TO DO
Format the data from its first line through the line containing "[[464, 39]]" as a JSON list of strings, one string per line, with blank lines omitted.

────────

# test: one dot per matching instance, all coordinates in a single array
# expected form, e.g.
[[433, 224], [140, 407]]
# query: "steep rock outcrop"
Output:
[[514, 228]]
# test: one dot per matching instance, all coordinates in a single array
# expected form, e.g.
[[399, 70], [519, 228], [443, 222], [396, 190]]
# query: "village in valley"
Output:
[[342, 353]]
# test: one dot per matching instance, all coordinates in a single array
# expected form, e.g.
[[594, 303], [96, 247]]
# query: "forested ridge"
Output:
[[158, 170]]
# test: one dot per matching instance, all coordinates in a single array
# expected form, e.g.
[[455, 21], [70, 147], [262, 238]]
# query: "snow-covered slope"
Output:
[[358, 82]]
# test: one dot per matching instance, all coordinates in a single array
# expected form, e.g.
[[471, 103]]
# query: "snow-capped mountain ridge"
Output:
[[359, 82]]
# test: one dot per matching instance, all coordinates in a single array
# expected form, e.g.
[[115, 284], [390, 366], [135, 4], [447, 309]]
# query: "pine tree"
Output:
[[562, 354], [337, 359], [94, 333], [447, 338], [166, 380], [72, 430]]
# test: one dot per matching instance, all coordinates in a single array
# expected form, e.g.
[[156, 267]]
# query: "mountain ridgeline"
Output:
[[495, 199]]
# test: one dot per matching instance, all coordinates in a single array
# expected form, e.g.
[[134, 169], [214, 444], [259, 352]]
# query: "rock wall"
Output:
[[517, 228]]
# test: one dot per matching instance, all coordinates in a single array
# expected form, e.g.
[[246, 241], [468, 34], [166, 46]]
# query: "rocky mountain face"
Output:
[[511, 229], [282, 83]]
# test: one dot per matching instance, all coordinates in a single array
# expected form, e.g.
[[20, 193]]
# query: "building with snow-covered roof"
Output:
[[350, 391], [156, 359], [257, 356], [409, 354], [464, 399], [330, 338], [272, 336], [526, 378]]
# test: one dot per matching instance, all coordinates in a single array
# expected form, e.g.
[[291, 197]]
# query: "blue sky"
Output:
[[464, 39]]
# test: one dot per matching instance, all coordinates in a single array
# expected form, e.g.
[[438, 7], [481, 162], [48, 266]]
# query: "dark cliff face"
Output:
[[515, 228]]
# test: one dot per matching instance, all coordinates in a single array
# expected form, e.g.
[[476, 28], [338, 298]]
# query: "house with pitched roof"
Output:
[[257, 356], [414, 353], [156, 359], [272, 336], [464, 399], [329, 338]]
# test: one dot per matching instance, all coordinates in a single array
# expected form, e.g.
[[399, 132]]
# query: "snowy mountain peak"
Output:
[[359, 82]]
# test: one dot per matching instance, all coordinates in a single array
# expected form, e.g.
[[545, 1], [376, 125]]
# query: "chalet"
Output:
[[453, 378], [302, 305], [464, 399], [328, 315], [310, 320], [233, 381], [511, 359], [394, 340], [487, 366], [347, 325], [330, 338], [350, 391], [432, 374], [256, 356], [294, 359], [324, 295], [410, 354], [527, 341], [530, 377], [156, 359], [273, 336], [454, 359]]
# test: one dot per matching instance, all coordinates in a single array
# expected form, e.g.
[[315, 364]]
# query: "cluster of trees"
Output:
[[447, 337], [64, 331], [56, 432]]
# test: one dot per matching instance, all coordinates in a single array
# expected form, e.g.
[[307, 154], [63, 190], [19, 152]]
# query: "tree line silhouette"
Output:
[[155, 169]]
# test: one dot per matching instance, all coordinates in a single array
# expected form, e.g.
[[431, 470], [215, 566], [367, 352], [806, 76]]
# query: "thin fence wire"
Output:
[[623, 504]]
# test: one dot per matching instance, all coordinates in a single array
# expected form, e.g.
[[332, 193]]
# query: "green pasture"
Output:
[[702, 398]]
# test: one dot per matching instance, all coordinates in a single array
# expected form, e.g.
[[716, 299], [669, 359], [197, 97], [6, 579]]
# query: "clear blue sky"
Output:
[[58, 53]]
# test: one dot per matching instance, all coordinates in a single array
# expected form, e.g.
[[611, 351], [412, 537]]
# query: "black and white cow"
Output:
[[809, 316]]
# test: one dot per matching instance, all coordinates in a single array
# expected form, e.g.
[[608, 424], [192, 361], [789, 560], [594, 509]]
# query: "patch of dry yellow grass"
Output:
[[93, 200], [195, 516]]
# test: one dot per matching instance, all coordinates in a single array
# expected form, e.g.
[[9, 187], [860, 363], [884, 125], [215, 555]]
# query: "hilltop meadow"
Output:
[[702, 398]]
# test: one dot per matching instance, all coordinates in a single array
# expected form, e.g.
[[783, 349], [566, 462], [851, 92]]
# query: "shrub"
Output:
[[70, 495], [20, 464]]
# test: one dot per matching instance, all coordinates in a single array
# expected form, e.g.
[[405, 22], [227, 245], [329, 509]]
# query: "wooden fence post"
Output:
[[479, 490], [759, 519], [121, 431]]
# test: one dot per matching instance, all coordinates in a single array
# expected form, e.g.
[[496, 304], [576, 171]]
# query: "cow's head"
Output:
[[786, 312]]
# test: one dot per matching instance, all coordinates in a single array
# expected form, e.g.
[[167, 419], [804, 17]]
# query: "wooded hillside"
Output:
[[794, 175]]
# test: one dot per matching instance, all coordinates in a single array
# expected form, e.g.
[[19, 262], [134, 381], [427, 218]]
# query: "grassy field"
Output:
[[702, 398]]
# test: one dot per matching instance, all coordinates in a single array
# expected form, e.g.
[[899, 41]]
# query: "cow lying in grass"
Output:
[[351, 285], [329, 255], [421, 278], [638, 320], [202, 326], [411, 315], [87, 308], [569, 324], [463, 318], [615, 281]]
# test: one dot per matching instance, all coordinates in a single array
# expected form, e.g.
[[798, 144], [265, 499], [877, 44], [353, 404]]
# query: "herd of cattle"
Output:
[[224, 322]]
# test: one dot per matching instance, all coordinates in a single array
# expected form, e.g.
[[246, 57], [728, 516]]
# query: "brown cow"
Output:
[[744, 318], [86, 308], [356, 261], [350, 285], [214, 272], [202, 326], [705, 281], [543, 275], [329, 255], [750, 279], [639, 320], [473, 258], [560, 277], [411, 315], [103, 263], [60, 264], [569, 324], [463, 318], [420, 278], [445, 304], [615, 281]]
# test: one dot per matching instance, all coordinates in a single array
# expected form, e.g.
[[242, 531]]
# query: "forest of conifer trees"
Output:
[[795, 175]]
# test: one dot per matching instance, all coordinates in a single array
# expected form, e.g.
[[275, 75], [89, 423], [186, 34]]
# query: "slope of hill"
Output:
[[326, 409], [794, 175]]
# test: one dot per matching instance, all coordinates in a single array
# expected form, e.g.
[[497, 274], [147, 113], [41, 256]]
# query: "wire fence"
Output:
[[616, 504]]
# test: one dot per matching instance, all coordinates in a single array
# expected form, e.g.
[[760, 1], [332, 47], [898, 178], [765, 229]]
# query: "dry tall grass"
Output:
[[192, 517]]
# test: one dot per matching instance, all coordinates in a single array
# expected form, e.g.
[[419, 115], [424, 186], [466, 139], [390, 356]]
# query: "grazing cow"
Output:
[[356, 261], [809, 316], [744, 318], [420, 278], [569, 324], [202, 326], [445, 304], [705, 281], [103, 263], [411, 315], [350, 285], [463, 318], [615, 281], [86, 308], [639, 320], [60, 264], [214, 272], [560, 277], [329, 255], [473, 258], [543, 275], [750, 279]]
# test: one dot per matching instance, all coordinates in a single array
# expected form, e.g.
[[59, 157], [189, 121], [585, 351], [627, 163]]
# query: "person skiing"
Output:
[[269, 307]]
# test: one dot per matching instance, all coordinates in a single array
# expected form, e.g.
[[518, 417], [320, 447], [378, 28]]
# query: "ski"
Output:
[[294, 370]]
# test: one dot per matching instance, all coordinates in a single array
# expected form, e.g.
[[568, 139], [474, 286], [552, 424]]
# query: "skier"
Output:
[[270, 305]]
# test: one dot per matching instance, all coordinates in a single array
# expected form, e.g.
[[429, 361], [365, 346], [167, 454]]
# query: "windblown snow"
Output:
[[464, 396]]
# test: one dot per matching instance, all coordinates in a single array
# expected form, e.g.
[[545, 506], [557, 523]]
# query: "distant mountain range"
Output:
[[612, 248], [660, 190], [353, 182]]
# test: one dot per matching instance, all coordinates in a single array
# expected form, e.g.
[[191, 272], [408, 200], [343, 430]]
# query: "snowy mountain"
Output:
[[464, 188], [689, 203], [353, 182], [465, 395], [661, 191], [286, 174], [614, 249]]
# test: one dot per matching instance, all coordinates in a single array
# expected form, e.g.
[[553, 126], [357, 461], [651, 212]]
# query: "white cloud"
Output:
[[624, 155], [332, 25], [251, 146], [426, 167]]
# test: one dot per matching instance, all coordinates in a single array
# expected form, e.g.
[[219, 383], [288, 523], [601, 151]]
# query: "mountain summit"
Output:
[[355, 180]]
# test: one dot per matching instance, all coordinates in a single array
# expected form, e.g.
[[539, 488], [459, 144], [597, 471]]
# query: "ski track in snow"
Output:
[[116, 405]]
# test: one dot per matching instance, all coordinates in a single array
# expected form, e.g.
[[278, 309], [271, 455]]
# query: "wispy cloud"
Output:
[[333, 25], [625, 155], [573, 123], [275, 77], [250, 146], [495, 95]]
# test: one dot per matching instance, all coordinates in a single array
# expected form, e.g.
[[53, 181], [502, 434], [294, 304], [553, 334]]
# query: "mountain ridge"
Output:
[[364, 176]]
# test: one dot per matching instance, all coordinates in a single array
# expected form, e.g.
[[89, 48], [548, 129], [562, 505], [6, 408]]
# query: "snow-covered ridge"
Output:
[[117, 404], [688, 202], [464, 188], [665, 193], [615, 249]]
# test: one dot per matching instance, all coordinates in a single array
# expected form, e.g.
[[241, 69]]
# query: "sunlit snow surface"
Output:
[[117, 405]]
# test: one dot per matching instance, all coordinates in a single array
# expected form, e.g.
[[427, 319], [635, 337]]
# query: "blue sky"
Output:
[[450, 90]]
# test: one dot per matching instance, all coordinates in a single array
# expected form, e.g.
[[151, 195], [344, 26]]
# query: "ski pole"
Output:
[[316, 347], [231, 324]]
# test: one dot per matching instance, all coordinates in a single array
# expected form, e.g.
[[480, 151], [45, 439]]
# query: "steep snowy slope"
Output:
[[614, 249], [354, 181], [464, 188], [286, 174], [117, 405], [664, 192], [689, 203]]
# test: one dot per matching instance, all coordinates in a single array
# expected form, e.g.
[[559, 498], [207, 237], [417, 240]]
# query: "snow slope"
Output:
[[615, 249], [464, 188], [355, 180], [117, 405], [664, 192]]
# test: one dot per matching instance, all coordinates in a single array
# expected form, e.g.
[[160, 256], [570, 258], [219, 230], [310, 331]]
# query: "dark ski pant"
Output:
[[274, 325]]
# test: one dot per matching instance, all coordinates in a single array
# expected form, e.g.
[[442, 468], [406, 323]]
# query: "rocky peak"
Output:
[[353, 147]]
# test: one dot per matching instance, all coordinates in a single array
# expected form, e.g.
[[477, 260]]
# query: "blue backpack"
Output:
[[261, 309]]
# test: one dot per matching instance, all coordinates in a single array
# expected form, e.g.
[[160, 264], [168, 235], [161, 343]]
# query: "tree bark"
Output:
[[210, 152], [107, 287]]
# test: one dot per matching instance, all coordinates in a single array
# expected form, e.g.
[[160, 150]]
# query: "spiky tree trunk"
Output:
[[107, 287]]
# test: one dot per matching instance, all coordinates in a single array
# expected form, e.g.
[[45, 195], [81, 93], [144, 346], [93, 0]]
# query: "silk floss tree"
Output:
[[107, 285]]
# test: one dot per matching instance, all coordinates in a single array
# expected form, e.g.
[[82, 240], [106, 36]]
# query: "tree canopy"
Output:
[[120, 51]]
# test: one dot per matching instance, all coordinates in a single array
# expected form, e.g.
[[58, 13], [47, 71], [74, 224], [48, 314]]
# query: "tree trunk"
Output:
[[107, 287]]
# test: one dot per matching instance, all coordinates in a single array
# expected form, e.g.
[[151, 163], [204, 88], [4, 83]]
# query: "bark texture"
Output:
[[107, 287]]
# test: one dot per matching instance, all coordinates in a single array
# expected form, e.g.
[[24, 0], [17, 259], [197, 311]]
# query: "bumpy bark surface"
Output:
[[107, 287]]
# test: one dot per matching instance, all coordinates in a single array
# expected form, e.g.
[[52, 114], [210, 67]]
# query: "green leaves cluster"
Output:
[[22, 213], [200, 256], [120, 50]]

────────

WORKED ANSWER
[
  "# test: one dot per matching instance, all coordinates in a single array",
  "# expected form, e.g.",
  "[[433, 224], [140, 407]]",
  "# query: \"steep rock outcrop\"",
  "Output:",
  "[[514, 228]]",
  "# test: one dot per matching instance, all coordinates in a single array",
  "# expected form, e.g.",
  "[[399, 70], [519, 228], [443, 222], [396, 190]]",
  "# query: \"village in valley\"",
  "Output:",
  "[[342, 353]]",
  "# test: one dot per matching instance, all coordinates in a single array",
  "# expected form, e.g.",
  "[[594, 303], [96, 247]]",
  "# query: \"forested ridge\"",
  "Output:",
  "[[158, 170]]",
  "# test: one dot per matching instance, all coordinates in a single array",
  "# expected form, e.g.",
  "[[455, 21], [70, 147], [262, 238]]",
  "# query: \"snow-covered slope\"",
  "Output:",
  "[[358, 82]]",
  "# test: one dot per matching instance, all coordinates in a single array",
  "# expected form, e.g.",
  "[[471, 103]]",
  "# query: \"snow-capped mountain ridge\"",
  "Output:",
  "[[359, 82]]",
  "# test: one dot per matching instance, all coordinates in a single array",
  "# expected form, e.g.",
  "[[115, 284], [390, 366], [135, 4], [447, 309]]",
  "# query: \"pine tree\"",
  "Output:",
  "[[562, 354], [337, 359], [94, 333], [447, 338], [166, 380], [72, 430]]",
  "# test: one dot per matching instance, all coordinates in a single array",
  "# expected form, e.g.",
  "[[156, 267]]",
  "# query: \"mountain ridgeline\"",
  "Output:",
  "[[495, 199]]",
  "# test: one dot per matching instance, all coordinates in a single array",
  "# expected form, e.g.",
  "[[134, 169], [214, 444], [259, 352]]",
  "# query: \"rock wall\"",
  "Output:",
  "[[517, 228]]",
  "# test: one dot per matching instance, all coordinates in a single array",
  "# expected form, e.g.",
  "[[246, 241], [468, 34], [166, 46]]",
  "# query: \"rocky mountain face\"",
  "Output:",
  "[[511, 229], [282, 83]]",
  "# test: one dot per matching instance, all coordinates in a single array",
  "# expected form, e.g.",
  "[[20, 193]]",
  "# query: \"building with snow-covered roof\"",
  "Output:",
  "[[350, 391], [156, 359], [257, 356], [409, 354], [464, 399], [330, 338], [272, 336], [526, 378]]",
  "# test: one dot per matching instance, all coordinates in a single array",
  "# expected form, e.g.",
  "[[291, 197]]",
  "# query: \"blue sky\"",
  "Output:",
  "[[464, 39]]"
]